[DATASET CONTENT]
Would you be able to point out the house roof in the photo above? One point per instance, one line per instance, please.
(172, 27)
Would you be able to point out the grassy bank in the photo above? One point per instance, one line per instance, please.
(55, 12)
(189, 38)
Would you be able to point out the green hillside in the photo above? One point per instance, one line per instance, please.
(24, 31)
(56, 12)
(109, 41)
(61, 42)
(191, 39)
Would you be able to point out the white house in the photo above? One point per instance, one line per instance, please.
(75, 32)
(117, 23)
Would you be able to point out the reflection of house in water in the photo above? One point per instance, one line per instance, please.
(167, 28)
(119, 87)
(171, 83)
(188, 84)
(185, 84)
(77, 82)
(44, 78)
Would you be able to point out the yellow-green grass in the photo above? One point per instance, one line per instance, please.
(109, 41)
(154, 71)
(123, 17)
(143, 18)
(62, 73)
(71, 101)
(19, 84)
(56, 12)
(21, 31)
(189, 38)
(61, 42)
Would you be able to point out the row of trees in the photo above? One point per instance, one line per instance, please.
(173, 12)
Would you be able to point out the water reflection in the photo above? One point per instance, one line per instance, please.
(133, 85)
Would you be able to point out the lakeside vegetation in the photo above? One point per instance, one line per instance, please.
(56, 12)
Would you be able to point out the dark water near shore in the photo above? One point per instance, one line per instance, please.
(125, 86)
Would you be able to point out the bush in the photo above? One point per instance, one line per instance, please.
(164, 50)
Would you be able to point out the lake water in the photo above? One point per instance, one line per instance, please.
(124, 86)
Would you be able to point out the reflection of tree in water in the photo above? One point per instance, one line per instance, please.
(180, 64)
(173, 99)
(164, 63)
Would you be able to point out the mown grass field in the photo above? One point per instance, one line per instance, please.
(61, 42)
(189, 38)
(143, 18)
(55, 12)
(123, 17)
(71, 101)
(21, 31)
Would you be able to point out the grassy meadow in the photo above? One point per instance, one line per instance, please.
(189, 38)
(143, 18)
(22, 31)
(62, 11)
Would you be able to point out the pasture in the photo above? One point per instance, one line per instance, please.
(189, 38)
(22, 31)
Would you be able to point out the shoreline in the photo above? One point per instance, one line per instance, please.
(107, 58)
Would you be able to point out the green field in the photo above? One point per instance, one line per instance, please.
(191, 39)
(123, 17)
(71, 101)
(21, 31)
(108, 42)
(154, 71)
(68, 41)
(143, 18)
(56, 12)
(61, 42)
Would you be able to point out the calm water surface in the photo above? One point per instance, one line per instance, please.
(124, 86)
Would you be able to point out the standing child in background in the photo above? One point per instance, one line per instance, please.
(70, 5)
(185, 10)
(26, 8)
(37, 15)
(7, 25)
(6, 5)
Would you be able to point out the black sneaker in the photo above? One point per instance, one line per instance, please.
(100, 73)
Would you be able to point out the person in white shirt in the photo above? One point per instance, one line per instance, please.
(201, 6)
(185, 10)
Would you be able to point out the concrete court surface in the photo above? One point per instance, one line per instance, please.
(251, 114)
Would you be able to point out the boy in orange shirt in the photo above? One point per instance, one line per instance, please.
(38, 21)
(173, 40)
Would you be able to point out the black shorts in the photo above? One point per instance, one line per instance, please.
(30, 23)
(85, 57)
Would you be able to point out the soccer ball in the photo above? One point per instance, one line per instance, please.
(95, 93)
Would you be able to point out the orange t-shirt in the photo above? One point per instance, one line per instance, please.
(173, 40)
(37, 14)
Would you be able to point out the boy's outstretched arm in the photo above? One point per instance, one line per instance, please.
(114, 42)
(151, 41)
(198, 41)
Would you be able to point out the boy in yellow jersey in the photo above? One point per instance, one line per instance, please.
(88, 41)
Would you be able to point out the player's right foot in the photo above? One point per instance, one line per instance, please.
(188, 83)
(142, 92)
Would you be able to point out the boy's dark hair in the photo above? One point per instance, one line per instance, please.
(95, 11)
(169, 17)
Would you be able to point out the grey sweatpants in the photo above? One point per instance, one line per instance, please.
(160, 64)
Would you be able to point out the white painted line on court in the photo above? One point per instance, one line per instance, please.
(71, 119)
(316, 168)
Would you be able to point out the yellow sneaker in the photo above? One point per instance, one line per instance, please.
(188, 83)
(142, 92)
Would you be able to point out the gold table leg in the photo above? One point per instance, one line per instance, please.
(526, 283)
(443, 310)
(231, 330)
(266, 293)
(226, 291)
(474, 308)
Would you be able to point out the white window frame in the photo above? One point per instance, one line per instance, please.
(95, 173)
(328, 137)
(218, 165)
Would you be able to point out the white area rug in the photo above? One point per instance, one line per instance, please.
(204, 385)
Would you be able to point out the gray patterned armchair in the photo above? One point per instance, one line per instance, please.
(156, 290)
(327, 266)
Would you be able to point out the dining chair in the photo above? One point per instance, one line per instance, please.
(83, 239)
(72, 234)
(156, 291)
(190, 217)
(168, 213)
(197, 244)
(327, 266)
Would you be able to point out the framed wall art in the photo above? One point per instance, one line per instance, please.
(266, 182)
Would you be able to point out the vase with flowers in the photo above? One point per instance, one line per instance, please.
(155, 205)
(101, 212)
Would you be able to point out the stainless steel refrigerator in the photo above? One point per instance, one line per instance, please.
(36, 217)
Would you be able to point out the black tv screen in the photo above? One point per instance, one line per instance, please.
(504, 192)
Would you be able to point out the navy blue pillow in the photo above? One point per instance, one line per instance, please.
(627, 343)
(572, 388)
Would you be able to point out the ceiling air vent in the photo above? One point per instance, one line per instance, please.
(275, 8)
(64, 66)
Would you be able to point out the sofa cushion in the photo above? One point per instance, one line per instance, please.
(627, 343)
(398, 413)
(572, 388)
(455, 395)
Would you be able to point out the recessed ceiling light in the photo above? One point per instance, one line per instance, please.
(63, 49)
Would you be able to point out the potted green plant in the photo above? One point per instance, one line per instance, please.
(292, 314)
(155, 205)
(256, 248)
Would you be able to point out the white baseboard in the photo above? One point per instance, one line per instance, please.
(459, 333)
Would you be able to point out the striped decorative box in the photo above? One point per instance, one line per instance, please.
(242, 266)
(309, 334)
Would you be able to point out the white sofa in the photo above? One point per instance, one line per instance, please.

[EXERCISE BRIEF] Retype all of the material, keeping each line exact.

[ANSWER FOR THIS EXERCISE]
Would you be able to point out the house roof in the photo above? One point per instance, one line per instance, please.
(172, 27)
Would you be able to point out the grassy bank in the photo above? One point per instance, one line per instance, please.
(55, 12)
(189, 38)
Would you be able to point out the green hillside in the photo above? One point per instance, one line per instance, please.
(24, 31)
(56, 12)
(109, 41)
(61, 42)
(191, 39)
Would you be able to point out the white house in the photo above? One point per instance, one line per instance, please.
(75, 32)
(117, 23)
Would you be able to point out the reflection of house in water in the photo above? One point per instance, one line per instance, please.
(167, 28)
(119, 87)
(171, 83)
(188, 84)
(185, 84)
(77, 82)
(44, 78)
Would you be able to point out the yellow-green grass in the photo above? One point per instance, one line per instance, please.
(109, 41)
(154, 71)
(123, 17)
(143, 18)
(62, 73)
(71, 101)
(19, 84)
(56, 12)
(21, 31)
(189, 38)
(61, 42)
Would you be able to point out the row of trees in the photo above? One point per instance, one line per instance, please.
(173, 12)
Would you be able to point out the water reflection in the photo above? One point per instance, one line per instance, please.
(133, 85)
Would you be able to point out the lakeside vegetation in the photo above? One point per instance, one line per instance, please.
(56, 12)
Would you be able to point out the dark water near shore in the photo above? One point per instance, one line per instance, please.
(125, 86)
Would you be able to point out the bush in the photo above? One point per instance, one line per instance, please.
(164, 50)
Would you be able to point out the lake water in the photo above? One point per instance, one line per instance, please.
(124, 86)
Would you be able to point out the reflection of tree in water in the photo above? One point per instance, one line per instance, please.
(180, 64)
(173, 99)
(164, 63)
Would you be able to point out the mown grass field in the photo above? One point per instance, one line per instance, please.
(61, 42)
(189, 38)
(143, 18)
(55, 12)
(123, 17)
(71, 101)
(21, 31)
Would you be able to point out the grassy meadow in the photo above? One point per instance, one line per instance, please.
(189, 38)
(143, 18)
(22, 31)
(62, 11)
Would you be able to point out the pasture in the photo above? One point per instance, one line per instance, please.
(189, 38)
(22, 31)
Would you be able to point out the shoreline in the photo above? One point per instance, one line per instance, please.
(107, 58)
Would you be able to point out the green field in the photo above? One point per instance, one line per instance, please.
(191, 39)
(123, 17)
(71, 101)
(21, 31)
(108, 42)
(154, 71)
(68, 41)
(143, 18)
(56, 12)
(61, 42)
Would you be able to point out the calm water surface in the photo above? One point per instance, one line per instance, please.
(124, 86)
Would you be able to point out the standing child in background in the photo above? One point per instance, one line per instance, please.
(70, 5)
(185, 10)
(26, 8)
(37, 15)
(7, 25)
(6, 5)
Would you be able to point out the black sneaker in the photo above? One point per instance, one line per instance, please.
(100, 73)
Would you be able to point out the person in white shirt in the photo above? One point per instance, one line per instance, please.
(201, 6)
(185, 10)
Would you be able to point out the concrete court surface in the photo above? One point per instance, one line per instance, please.
(251, 114)
Would you be able to point out the boy in orange shirt in the photo above? One point per instance, one line per instance, please.
(38, 21)
(173, 40)
Would you be able to point out the black shorts in the photo above? One point per instance, one line per instance, please.
(30, 23)
(85, 57)
Would you be able to point out the soccer ball in the photo above? One point per instance, one line per instance, please.
(95, 93)
Would you be able to point out the orange t-shirt in the photo above? One point per instance, one line per instance, please.
(173, 40)
(37, 14)
Would you be able to point out the boy's outstretched arm in the photo above? One point per instance, one line per instance, please.
(114, 42)
(151, 41)
(198, 41)
Would you be able to point out the boy in yellow jersey in the photo above? One point per instance, one line per instance, please.
(88, 41)
Would you be able to point out the player's right foot in the photo above? One point per instance, one line per instance, please.
(188, 83)
(142, 92)
Would you be able to point out the boy's dark hair in the photo above? One point per instance, one line per instance, please.
(95, 11)
(169, 17)
Would you be able to point out the grey sweatpants in the photo above? One point per instance, one line per instance, please.
(160, 64)
Would you be able to point out the white painted line on court in the photo above? One point per instance, one line per instance, please.
(71, 119)
(316, 168)
Would you be able to point out the yellow sneaker in the photo above? One point per instance, one line per instance, please.
(188, 83)
(142, 92)
Would you be able to point out the gold table leg in the photo above? One point per instance, one line per instance, please.
(526, 283)
(443, 310)
(231, 330)
(266, 293)
(226, 291)
(474, 308)
Would you be able to point out the white window frame in the photo above? One point per instance, one line per instance, please.
(95, 173)
(328, 137)
(218, 165)
Would you be able to point out the white area rug in the photo above? One point per instance, one line per instance, please.
(204, 385)
Would you be able to point out the gray patterned armchair in the photo above? One point per instance, one line per instance, please.
(156, 290)
(327, 266)
Would you be able to point out the dining chair in the photo above? One point per instance, one line per instance, please.
(83, 239)
(72, 234)
(156, 291)
(190, 217)
(168, 213)
(197, 244)
(327, 266)
Would you be able to point out the framed wall art in the photo above? One point per instance, one line per instance, please.
(266, 182)
Would you be able to point out the vase with flowers in the photo above? One point per instance, one line per instance, please.
(155, 205)
(101, 212)
Would you be able to point out the stainless steel refrigerator in the photo above? One point per instance, one line per instance, please.
(36, 217)
Would you be able to point out the black tv screen in the photo above? One point per instance, one line per instance, please.
(504, 192)
Would you be able to point out the navy blue pillow in the photo above? One point per instance, one line per instance, please.
(627, 343)
(572, 388)
Would you be able to point out the ceiling air vent in the photo above? One point per instance, one line per instance, please.
(275, 8)
(64, 66)
Would you be able to point out the sofa cushion in the photo above? One point per instance, one line per instance, please.
(627, 343)
(398, 413)
(572, 388)
(455, 395)
Would you be able to point out the recessed ceiling light in the photo above? One point per instance, one line per instance, please.
(63, 49)
Would you be able to point out the potted green plant in the photo above? One point per instance, one line per instance, please.
(292, 314)
(155, 205)
(256, 248)
Would you be able to point out the white baseboard in the photo above? One point per instance, one line per instance, please.
(459, 333)
Would you be able to point out the striped decorative box in the photo above? One point per instance, one line per instance, please.
(242, 266)
(309, 334)
Would you be able to point out the white sofa in the photo above? One point per instance, one line per instance, please.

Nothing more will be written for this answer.